* Görev Koşulları: Aşağıdaki İber bebek gömütleriyle ilgili metinde "İber kültüründe ev" sözcüklerini içeren yerle açılıp "konularak nekropollere gömülmesiydi." ile kapanan bölümü harfi harfine yeniden yazın.

* Okuma Metni:
- - -

İber kültüründe ev içine gömülen bebekler, ritüel uygulamalar nedeniyle değil, doğum sırasındaki komplikasyonlar gibi doğal nedenlerle ölmüş.

Araştırmacılar, optik mikroskopi ve sinkrotron ışığıyla mikroflüoresansa dayanan, süt dişlerindeki “neonatal çizgi”yi incelemeye yönelik yenilikçi bir yöntem uygulayarak, 45 bebek iskeletine ait dişleri analiz etti ve hem doğum hem de ölüm anlarını son derece hassas biçimde belirledi.
İber kültürü, Demir Çağı’nda (MÖ 8. yüzyıl ila MÖ 1. yüzyıl) İber Yarımadası’nın doğu ve güney kıyı bölgelerinde yaşamıştı. İberlerin en yaygın cenaze ritüeli, ölülerin yakılması ve kalıntıların urnelere konularak nekropollere gömülmesiydi.
Ancak arkeologlar, yakılmamış, bunun yerine konut ya da üretim amacıyla kullanılan alanlarda gömülmüş yenidoğan kalıntıları da keşfettiler. Bu gömütler uzmanlar arasında tartışma yaratmıştı. İleri sürülen hipotezlere göre bu bebekler doğal nedenlerle ölmüş olabilir, bebek öldürme kanıtı olabilir ya da hatta ritüel kurbanları temsil ediyor olabilirdi.

- - -

* Sağlanan Kayıtlar:
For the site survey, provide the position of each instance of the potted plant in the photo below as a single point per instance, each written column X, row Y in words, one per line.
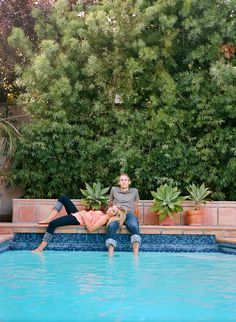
column 197, row 195
column 167, row 202
column 95, row 197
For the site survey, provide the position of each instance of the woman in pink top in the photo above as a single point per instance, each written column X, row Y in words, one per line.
column 92, row 219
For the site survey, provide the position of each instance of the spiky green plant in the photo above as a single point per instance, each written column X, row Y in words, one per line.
column 167, row 201
column 95, row 196
column 198, row 194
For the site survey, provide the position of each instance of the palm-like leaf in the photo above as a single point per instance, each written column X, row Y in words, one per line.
column 198, row 194
column 95, row 196
column 167, row 201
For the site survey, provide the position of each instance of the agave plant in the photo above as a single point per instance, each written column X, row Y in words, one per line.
column 8, row 140
column 198, row 194
column 95, row 196
column 167, row 201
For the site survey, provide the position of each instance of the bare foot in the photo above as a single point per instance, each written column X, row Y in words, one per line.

- - -

* Alıştırma Yanıtı:
İber kültüründe ev içine gömülen bebekler, ritüel uygulamalar nedeniyle değil, doğum sırasındaki komplikasyonlar gibi doğal nedenlerle ölmüş.

Araştırmacılar, optik mikroskopi ve sinkrotron ışığıyla mikroflüoresansa dayanan, süt dişlerindeki “neonatal çizgi”yi incelemeye yönelik yenilikçi bir yöntem uygulayarak, 45 bebek iskeletine ait dişleri analiz etti ve hem doğum hem de ölüm anlarını son derece hassas biçimde belirledi.
İber kültürü, Demir Çağı’nda (MÖ 8. yüzyıl ila MÖ 1. yüzyıl) İber Yarımadası’nın doğu ve güney kıyı bölgelerinde yaşamıştı. İberlerin en yaygın cenaze ritüeli, ölülerin yakılması ve kalıntıların urnelere konularak nekropollere gömülmesiydi.